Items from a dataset
(begin)
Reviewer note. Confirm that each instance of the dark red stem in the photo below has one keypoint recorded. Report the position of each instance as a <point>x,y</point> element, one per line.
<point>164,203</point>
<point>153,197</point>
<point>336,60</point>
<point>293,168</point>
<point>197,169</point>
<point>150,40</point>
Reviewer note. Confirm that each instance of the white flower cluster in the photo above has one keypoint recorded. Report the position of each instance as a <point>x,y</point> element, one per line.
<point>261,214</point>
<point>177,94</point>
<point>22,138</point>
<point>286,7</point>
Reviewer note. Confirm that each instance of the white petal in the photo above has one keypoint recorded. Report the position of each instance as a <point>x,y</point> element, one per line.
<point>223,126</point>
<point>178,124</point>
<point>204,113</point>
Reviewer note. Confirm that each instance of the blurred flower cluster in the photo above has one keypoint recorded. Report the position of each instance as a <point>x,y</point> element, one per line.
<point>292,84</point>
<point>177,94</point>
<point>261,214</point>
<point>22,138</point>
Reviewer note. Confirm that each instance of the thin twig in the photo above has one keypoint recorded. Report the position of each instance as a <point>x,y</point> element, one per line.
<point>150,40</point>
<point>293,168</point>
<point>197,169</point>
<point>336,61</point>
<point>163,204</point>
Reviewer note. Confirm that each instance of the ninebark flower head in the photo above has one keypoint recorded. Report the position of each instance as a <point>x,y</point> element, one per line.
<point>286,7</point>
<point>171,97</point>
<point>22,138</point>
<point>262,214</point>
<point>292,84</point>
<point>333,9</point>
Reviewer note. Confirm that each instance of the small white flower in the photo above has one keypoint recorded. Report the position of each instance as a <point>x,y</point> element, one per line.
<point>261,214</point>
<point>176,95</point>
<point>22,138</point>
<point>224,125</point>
(end)
▶ **Work to do**:
Render every line of the data above as a JSON list of strings, one string per line and no blank lines.

▶ **Reply**:
[
  "Reviewer note. Confirm that each instance of the dark red stem in the photo below has one keypoint recorded. Report the position of each instance as a <point>x,y</point> element, one per line.",
  "<point>164,203</point>",
  "<point>153,197</point>",
  "<point>336,60</point>",
  "<point>293,168</point>",
  "<point>197,169</point>",
  "<point>150,40</point>",
  "Reviewer note. Confirm that each instance of the white flower cluster in the photo above has one keypoint recorded. Report the position of each instance as a <point>x,y</point> element, one per line.",
  "<point>261,214</point>",
  "<point>177,94</point>",
  "<point>22,138</point>",
  "<point>286,7</point>",
  "Reviewer note. Confirm that each instance of the white petal in the photo above has one keypoint recorded. Report the position of each instance as a <point>x,y</point> element, one per line.",
  "<point>223,126</point>",
  "<point>178,124</point>",
  "<point>204,113</point>",
  "Reviewer note. Confirm that each instance of the blurred flower cluster in the photo above has one keypoint recorded. Report the position of each instance as a <point>x,y</point> element, one per line.",
  "<point>292,84</point>",
  "<point>177,94</point>",
  "<point>261,214</point>",
  "<point>22,138</point>",
  "Reviewer note. Confirm that each instance of the thin twig in the photo above has one keypoint recorded. Report the position of each instance as a <point>x,y</point> element, one per line.",
  "<point>150,40</point>",
  "<point>293,168</point>",
  "<point>197,169</point>",
  "<point>336,61</point>",
  "<point>163,204</point>",
  "Reviewer note. Confirm that each instance of the ninebark flower head in the photo above has one keypoint recorded. Report the position of each instance as a <point>x,y</point> element, one per line.",
  "<point>286,7</point>",
  "<point>171,97</point>",
  "<point>22,138</point>",
  "<point>262,214</point>",
  "<point>292,84</point>",
  "<point>333,9</point>",
  "Reviewer note. Confirm that each instance of the small white flower in the photo above has one keypoint recorded. Report the position of each instance as a <point>x,y</point> element, one per line.",
  "<point>261,214</point>",
  "<point>176,95</point>",
  "<point>22,138</point>",
  "<point>224,125</point>"
]